Down to the last character, repeat the data that follows.

------ RECORDS SUPPLIED

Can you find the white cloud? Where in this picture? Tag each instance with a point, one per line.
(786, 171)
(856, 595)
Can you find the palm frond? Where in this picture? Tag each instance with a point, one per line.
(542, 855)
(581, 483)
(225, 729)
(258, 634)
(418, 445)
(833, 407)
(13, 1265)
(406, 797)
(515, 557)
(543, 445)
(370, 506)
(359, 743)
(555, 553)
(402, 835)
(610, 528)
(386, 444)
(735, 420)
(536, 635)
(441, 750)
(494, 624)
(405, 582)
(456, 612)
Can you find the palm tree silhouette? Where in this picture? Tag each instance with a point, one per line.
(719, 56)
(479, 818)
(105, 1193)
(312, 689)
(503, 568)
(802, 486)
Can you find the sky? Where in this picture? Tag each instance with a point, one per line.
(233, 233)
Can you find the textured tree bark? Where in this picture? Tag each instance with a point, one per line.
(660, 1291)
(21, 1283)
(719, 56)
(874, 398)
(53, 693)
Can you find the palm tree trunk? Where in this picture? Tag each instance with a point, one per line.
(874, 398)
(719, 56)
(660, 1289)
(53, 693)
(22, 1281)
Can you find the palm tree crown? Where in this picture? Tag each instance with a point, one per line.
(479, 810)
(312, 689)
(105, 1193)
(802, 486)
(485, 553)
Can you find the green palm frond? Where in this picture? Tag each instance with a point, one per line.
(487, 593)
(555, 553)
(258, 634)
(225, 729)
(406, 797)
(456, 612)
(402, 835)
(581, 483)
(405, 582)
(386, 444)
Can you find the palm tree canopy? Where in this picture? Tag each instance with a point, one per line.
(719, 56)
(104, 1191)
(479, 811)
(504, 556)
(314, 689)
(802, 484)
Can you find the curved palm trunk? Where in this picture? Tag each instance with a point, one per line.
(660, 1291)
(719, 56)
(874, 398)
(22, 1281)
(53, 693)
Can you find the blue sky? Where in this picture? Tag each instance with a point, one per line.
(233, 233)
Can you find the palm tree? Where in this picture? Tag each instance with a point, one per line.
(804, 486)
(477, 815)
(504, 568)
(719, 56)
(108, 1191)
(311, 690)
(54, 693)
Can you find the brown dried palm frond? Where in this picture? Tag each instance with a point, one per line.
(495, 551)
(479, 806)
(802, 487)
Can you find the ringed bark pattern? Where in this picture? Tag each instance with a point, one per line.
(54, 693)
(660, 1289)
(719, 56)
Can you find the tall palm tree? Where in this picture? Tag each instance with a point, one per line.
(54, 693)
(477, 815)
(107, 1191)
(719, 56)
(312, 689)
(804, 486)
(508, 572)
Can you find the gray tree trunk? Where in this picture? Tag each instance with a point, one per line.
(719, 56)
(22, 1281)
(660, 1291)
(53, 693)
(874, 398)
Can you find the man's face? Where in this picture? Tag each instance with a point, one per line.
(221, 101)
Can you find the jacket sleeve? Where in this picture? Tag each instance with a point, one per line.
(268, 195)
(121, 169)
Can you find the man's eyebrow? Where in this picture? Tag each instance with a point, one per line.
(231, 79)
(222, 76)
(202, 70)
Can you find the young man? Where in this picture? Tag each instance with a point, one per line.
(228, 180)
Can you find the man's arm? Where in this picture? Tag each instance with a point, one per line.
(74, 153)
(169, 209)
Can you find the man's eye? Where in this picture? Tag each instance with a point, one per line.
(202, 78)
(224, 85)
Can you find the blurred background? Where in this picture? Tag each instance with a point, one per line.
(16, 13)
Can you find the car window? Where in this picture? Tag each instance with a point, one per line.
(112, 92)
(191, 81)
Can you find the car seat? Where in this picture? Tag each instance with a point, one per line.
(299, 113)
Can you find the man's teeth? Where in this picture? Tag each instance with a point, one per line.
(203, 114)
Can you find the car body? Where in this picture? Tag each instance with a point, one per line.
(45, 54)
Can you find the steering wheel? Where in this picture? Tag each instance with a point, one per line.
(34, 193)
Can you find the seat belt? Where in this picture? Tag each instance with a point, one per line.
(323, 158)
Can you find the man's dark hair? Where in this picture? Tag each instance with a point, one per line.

------------

### ANSWER BOX
Can you find the white cloud? Where in this picture? Tag each instance with a point, one per line.
(786, 171)
(856, 595)
Can you find the palm frond? Where in this picture? Tag each instance with a point, one per line.
(542, 855)
(581, 483)
(225, 729)
(258, 634)
(418, 445)
(833, 407)
(13, 1265)
(406, 797)
(515, 557)
(543, 445)
(370, 506)
(359, 743)
(555, 553)
(402, 835)
(610, 528)
(386, 444)
(735, 420)
(536, 635)
(441, 750)
(494, 624)
(405, 582)
(456, 612)
Can you find the palm tree silhouette? Where in this picture? Tag each instance with a point, one per line.
(719, 56)
(479, 818)
(105, 1193)
(312, 689)
(503, 568)
(802, 486)
Can you find the sky? Where in this picture? Tag each instance with a point, one per line.
(233, 233)
Can you find the textured tree bark? Where in this picture? Tag each instance with a point, one per line.
(660, 1291)
(21, 1283)
(719, 56)
(874, 398)
(53, 693)
Can you find the palm tree trunk? Where in this picture? Tag each instance with a point, one per line.
(874, 398)
(719, 56)
(660, 1289)
(53, 693)
(22, 1281)
Can you find the palm tree crown? Where in this picture? Tag each instance with a point, one per line.
(479, 810)
(312, 689)
(105, 1193)
(802, 486)
(485, 553)
Can you find the green palm frond? Where in this picture? Tag each instance with a point, one per line.
(487, 593)
(555, 553)
(258, 634)
(225, 729)
(406, 797)
(456, 612)
(402, 835)
(581, 483)
(405, 582)
(386, 444)
Can you find the palm tree canopy? Where in this picture? Tag each instance with a point, one per line.
(719, 56)
(104, 1191)
(479, 811)
(504, 556)
(314, 689)
(802, 484)
Can you find the curved palm trunk? Where in this picture? Tag each instance with a point, one per line.
(660, 1291)
(719, 56)
(874, 398)
(22, 1281)
(53, 693)
Can you find the blue sky? Where in this picture? Tag each instance with a point, one per line.
(233, 233)
Can you find the palm tree? Where in this picture? Tag each instance with a point, one per line.
(804, 486)
(477, 815)
(504, 568)
(719, 56)
(108, 1191)
(311, 690)
(54, 693)
Can you find the brown dried palm frond? Where in this picture? Tag each instance with a point, one per line.
(495, 551)
(479, 806)
(802, 487)
Can you find the ringed bark pattern? Where in this picture? Tag each instance with a point, one per line.
(54, 693)
(660, 1289)
(719, 56)
Can you find the tall palm tree? Where in this picture? Tag each instance with a point, one per line.
(54, 693)
(477, 815)
(107, 1191)
(719, 56)
(312, 689)
(804, 486)
(508, 572)
Can you find the gray tree trunk? Where in this picture? Tag each instance with a point, one per line.
(719, 56)
(22, 1281)
(660, 1291)
(53, 693)
(874, 398)
Can you find the man's face? Where in this picture? Tag each instance with a point, one per line.
(221, 101)
Can you find the jacket sleeve? Where in this picture? Tag each instance with a point, one per line.
(268, 195)
(121, 169)
Can you find the man's eyebrow? Where in this picture? Tag each instance with a point, one per line.
(231, 79)
(222, 76)
(202, 70)
Can you find the young man? Where in this picture? Tag each instance with a point, one per line.
(228, 180)
Can you find the man's arm? Where in this picture? Tag each instance with a point, one per line.
(74, 153)
(169, 209)
Can you find the man's eye? Where in this picture? Tag each instance with a point, one per line.
(202, 78)
(224, 85)
Can you find the blurred background? Where in this picture? Tag each instance with a point, one per line.
(16, 13)
Can you find the car window? Where in this picture? Tag each instance with a point, one per line.
(112, 92)
(191, 81)
Can you find the car seat? Where in this picture? Tag each instance with a point, one per line.
(299, 113)
Can you find the man's teeth? Where in this picture? Tag each instance with a point, one per line.
(203, 114)
Can you find the car body? Where in this picture? Tag each instance with a point, one per line.
(45, 54)
Can you find the steering wheel? Where in this picture? Tag each instance with a point, one per line.
(34, 193)
Can you find the seat belt? Where in this picture? Tag each instance with a point, one per line.
(323, 158)
Can you find the man's dark hair? Where in this picture? Tag each instance with a point, one per line.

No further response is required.